• [What is asked]
- A) Revise the stretch from "Nintendo’s SDK is" through "Tegra X1 (modified)" in the Switch development page, putting "hardware specifications" in place of "hardware specs".
- B) Please answer these questions from the Switch development page:
(i) How many CUDA cores does the GPU have?
(ii) At what clock speed do the Cortex-A57 cores run when docked?
(iii) Up to what capacity is microSD supported?
- C) Write the next part of the Switch development page, picking up after its last line.

• [Supplied passage]

About This Page

Covers Nintendo Switch, Switch Lite, Switch OLED, and Switch 2 development. Main page: Console Development. See also: Console Development - PlayStation, Console Development - Xbox, Console Development - Certification.

NDA Notice

Nintendo’s SDK is among the most strictly NDA-protected. This page covers publicly documented hardware specs, general architecture concepts, open-source community findings (libnx), and public GDC/NDC talks.

Nintendo Switch Hardware

Switch Architecture

Nintendo Switch Custom SoC: NVIDIA Tegra X1 (modified)

CPU:
  4 × ARM Cortex-A57 @ 1.02 GHz (handheld)
  4 × ARM Cortex-A57 @ 1.785 GHz (docked)
  4 × ARM Cortex-A53 (low-power cores, OS/background use)
  Note: Switch uses "big.LITTLE" but game runs only on A57 cores

GPU:
  NVIDIA Maxwell architecture
  256 CUDA cores
  Handheld: 307.2 MHz = ~157 GFLOPS
  Docked:   768 MHz  = ~393 GFLOPS
  Compare: PS5 = 10,300 GFLOPS (26× more powerful)

Memory:
  4 GB LPDDR4X
  OS reserves ~800 MB–1 GB
  Available to game: ~3 GB
  CRITICAL: CPU and GPU share this same 4 GB pool
  No dedicated VRAM — unified memory architecture

Storage:
  Internal: 32 GB (OG), 64 GB (OLED) — game install targets
  microSD: up to 2 TB supported
  Transfer speed: microSD is slow — load-time impact!

(Some entries)
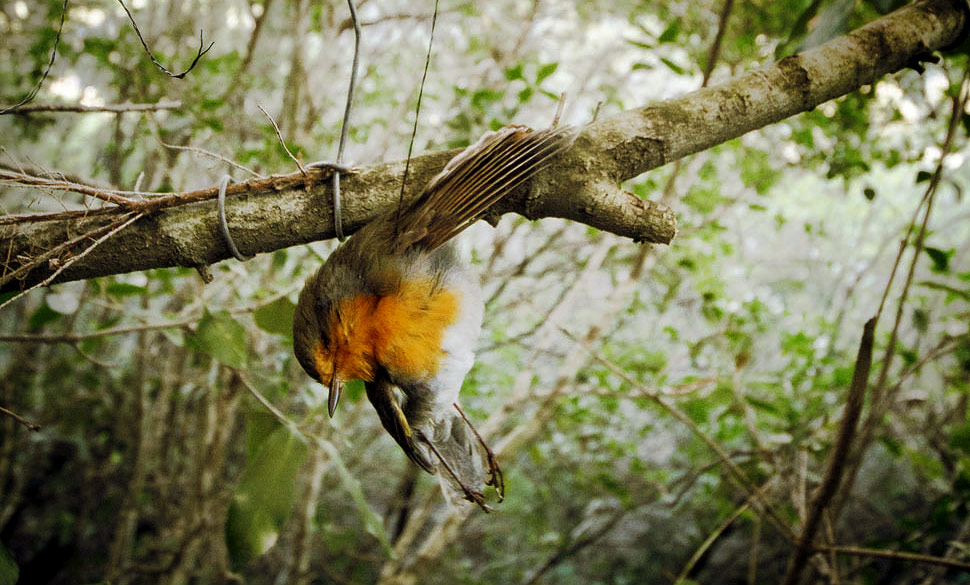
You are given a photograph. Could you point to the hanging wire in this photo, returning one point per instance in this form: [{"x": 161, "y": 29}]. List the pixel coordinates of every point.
[
  {"x": 338, "y": 226},
  {"x": 417, "y": 113}
]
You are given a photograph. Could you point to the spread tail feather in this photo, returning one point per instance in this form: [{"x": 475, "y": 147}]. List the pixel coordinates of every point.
[
  {"x": 476, "y": 179},
  {"x": 462, "y": 461}
]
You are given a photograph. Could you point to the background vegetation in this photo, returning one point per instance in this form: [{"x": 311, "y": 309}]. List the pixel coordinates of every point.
[{"x": 639, "y": 396}]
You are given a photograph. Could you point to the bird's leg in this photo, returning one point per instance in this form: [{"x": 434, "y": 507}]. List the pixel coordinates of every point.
[
  {"x": 495, "y": 477},
  {"x": 471, "y": 495}
]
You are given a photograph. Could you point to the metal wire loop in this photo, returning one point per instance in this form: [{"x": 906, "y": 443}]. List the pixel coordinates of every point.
[{"x": 223, "y": 226}]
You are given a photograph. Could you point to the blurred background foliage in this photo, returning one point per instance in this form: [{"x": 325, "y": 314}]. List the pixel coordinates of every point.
[{"x": 157, "y": 463}]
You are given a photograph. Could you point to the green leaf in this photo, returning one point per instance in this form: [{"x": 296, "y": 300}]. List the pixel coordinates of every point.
[
  {"x": 373, "y": 523},
  {"x": 545, "y": 71},
  {"x": 951, "y": 291},
  {"x": 673, "y": 66},
  {"x": 264, "y": 497},
  {"x": 9, "y": 571},
  {"x": 670, "y": 35},
  {"x": 921, "y": 320},
  {"x": 42, "y": 316},
  {"x": 940, "y": 258},
  {"x": 222, "y": 337},
  {"x": 276, "y": 317}
]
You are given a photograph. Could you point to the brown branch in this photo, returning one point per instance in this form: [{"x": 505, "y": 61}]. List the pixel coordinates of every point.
[
  {"x": 576, "y": 546},
  {"x": 856, "y": 551},
  {"x": 151, "y": 56},
  {"x": 24, "y": 179},
  {"x": 837, "y": 461},
  {"x": 56, "y": 251},
  {"x": 30, "y": 426},
  {"x": 208, "y": 153},
  {"x": 710, "y": 540},
  {"x": 279, "y": 136},
  {"x": 82, "y": 109},
  {"x": 583, "y": 184},
  {"x": 110, "y": 230},
  {"x": 738, "y": 475},
  {"x": 33, "y": 92}
]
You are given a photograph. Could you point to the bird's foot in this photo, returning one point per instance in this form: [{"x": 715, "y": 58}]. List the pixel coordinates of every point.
[{"x": 495, "y": 477}]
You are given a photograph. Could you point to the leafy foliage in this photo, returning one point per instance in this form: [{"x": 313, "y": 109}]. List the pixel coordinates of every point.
[{"x": 156, "y": 463}]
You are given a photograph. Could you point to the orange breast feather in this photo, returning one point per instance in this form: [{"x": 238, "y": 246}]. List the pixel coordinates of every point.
[{"x": 401, "y": 332}]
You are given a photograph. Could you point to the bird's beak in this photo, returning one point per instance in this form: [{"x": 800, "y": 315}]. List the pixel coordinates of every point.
[{"x": 336, "y": 387}]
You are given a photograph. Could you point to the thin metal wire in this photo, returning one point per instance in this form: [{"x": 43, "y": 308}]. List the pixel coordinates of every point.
[
  {"x": 338, "y": 226},
  {"x": 417, "y": 114},
  {"x": 223, "y": 226}
]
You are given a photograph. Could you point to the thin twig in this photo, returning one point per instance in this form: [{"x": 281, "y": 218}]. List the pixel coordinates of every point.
[
  {"x": 857, "y": 551},
  {"x": 736, "y": 472},
  {"x": 837, "y": 461},
  {"x": 417, "y": 111},
  {"x": 55, "y": 251},
  {"x": 82, "y": 109},
  {"x": 181, "y": 75},
  {"x": 73, "y": 338},
  {"x": 33, "y": 92},
  {"x": 115, "y": 227},
  {"x": 279, "y": 135},
  {"x": 709, "y": 541},
  {"x": 108, "y": 195},
  {"x": 211, "y": 154},
  {"x": 31, "y": 426}
]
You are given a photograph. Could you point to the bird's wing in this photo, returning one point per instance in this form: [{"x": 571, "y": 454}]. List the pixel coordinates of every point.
[
  {"x": 380, "y": 392},
  {"x": 476, "y": 179}
]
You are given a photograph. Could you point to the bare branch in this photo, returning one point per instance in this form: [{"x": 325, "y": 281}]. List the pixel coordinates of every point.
[
  {"x": 837, "y": 460},
  {"x": 583, "y": 184},
  {"x": 112, "y": 108},
  {"x": 31, "y": 426},
  {"x": 33, "y": 92},
  {"x": 151, "y": 56}
]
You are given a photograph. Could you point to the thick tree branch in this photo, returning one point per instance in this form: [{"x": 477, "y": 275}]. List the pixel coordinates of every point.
[{"x": 582, "y": 185}]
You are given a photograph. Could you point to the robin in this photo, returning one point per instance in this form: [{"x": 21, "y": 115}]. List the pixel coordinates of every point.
[{"x": 394, "y": 307}]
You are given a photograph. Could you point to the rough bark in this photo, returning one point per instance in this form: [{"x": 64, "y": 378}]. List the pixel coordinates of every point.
[{"x": 584, "y": 184}]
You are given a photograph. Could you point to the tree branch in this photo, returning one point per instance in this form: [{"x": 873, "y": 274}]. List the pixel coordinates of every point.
[
  {"x": 82, "y": 109},
  {"x": 583, "y": 184}
]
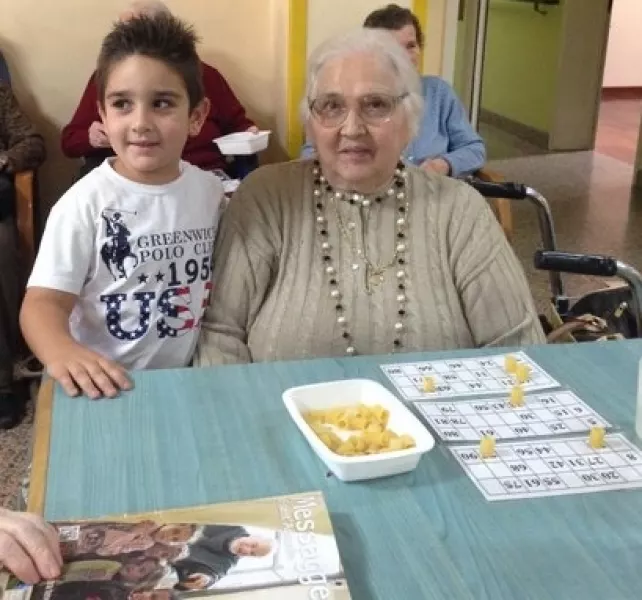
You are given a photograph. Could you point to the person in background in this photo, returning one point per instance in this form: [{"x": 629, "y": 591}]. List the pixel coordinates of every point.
[
  {"x": 29, "y": 547},
  {"x": 85, "y": 137},
  {"x": 445, "y": 143},
  {"x": 21, "y": 148},
  {"x": 356, "y": 252}
]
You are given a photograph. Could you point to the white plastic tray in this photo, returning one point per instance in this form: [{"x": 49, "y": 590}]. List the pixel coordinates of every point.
[
  {"x": 243, "y": 142},
  {"x": 349, "y": 392}
]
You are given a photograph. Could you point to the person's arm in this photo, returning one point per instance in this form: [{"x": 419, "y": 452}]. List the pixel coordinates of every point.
[
  {"x": 74, "y": 139},
  {"x": 243, "y": 265},
  {"x": 57, "y": 278},
  {"x": 29, "y": 547},
  {"x": 466, "y": 149},
  {"x": 25, "y": 147},
  {"x": 494, "y": 293},
  {"x": 227, "y": 106}
]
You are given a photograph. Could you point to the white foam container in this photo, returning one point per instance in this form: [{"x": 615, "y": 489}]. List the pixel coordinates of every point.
[
  {"x": 243, "y": 142},
  {"x": 350, "y": 392}
]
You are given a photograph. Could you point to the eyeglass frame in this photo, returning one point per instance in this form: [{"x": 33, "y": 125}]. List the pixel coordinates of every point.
[{"x": 397, "y": 99}]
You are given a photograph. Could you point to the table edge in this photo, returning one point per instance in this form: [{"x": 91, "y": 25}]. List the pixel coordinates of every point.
[{"x": 41, "y": 446}]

• [Answers given]
- A)
Nintendo’s SDK is among the most strictly NDA-protected. This page covers publicly documented hardware specifications, general architecture concepts, open-source community findings (libnx), and public GDC/NDC talks.

Nintendo Switch Hardware

Switch Architecture

Nintendo Switch Custom SoC: NVIDIA Tegra X1 (modified)

- B)
(i) 256
(ii) 1.785 GHz
(iii) 2 TB

- C)
  Game card (cartridge): read-only, game media

Battery:
  Switch OG/Lite: ~4.5–9 hours (game-dependent)
  Switch OLED: ~4.5–9 hours
  Charging via USB-C (18W)
  Heavy games drain faster — optimize for battery life

Switch Lite vs Switch OLED vs Switch 2

FeatureSwitch LiteSwitch OLEDSwitch 2
Docked Mode❌ (handheld only)
CPUSame Tegra X1Same Tegra X1ARM Cortex-A78 (×?)
GPUMaxwell (lower clocks)MaxwellNVIDIA Ampere
RAM4 GB4 GB12 GB
Screen5.5” LCD7” OLED8” LCD
Joy-ConIntegratedDetachableNew Joy-Con 2
TargetHandheld onlyHandheld + TVHandheld + TV

Docked vs Handheld Mode

SettingHandheldDocked
CPU1.02 GHz1.785 GHz
GPU307 MHz768 MHz
GPU Perf~157 GFLOPS~393 GFLOPS
Target Res720p (1280×720)1080p (1920×1080)
BatteryYes — must considerNo limit
Target FPS30 FPS minimum30 or 60 FPS
Mode detection and adaptation:
  AppletQuerySystemSharedMemoryHandle() — system info
  AppletGetOperationMode() — returns Handheld or Console (docked)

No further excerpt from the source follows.